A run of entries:
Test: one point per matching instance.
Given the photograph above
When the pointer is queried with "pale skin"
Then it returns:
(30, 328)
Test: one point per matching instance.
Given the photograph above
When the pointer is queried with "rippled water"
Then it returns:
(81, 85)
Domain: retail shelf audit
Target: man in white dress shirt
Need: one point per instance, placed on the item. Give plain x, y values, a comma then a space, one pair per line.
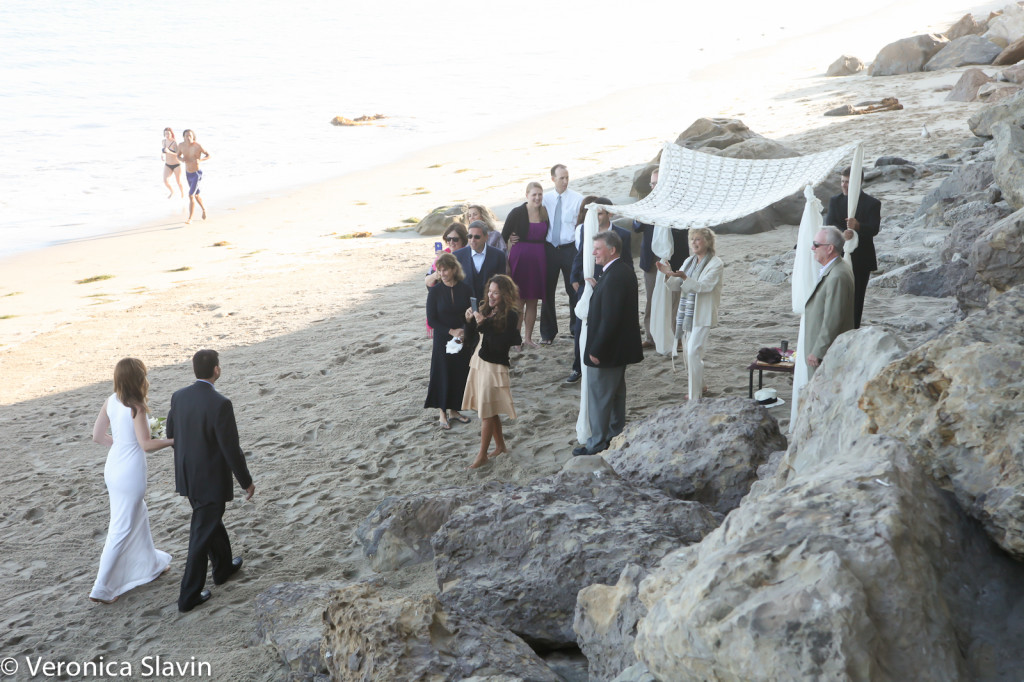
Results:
562, 205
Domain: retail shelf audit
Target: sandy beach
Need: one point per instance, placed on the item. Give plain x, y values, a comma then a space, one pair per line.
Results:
325, 356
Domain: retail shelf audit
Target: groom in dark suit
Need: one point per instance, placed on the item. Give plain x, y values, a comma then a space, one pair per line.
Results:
206, 454
612, 342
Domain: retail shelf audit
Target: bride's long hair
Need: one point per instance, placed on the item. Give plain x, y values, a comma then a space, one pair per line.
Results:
131, 385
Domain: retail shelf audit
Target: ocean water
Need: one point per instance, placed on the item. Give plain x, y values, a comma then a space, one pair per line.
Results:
86, 88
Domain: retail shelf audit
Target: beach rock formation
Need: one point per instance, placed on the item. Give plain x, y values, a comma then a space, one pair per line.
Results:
1008, 142
705, 451
1011, 111
966, 26
1013, 53
966, 88
439, 219
605, 622
954, 402
965, 51
518, 556
397, 533
907, 55
851, 564
371, 637
845, 66
290, 619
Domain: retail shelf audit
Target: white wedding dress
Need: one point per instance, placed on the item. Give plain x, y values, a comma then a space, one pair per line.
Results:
129, 557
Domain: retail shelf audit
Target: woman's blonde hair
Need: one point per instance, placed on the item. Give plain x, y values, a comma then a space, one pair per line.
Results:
131, 384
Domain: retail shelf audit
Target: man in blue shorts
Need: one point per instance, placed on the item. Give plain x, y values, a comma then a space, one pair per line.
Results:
192, 153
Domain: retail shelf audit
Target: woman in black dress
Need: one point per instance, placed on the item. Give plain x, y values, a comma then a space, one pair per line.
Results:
487, 388
446, 303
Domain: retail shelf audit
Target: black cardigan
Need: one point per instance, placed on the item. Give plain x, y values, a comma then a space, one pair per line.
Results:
495, 345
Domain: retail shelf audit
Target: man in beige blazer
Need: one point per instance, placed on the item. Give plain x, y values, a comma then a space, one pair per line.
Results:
828, 311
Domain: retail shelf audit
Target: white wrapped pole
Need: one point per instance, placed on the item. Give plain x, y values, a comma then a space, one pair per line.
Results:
583, 310
853, 197
805, 276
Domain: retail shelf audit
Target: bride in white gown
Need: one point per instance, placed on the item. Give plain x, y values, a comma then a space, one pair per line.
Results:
129, 557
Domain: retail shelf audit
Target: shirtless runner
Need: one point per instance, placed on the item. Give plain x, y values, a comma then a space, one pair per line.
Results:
192, 153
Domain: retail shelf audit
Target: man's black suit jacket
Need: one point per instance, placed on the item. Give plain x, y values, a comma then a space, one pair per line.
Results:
494, 263
869, 216
613, 323
206, 444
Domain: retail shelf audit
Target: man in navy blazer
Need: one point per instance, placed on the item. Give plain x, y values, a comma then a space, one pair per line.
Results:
866, 223
612, 342
206, 455
479, 262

WORK TO BE COMPLETED.
Pick out each line of the entries above that contains the word "water", and copy every such line in full.

THE REPLY.
When the pointer is queried with "rippled water"
Target: ocean water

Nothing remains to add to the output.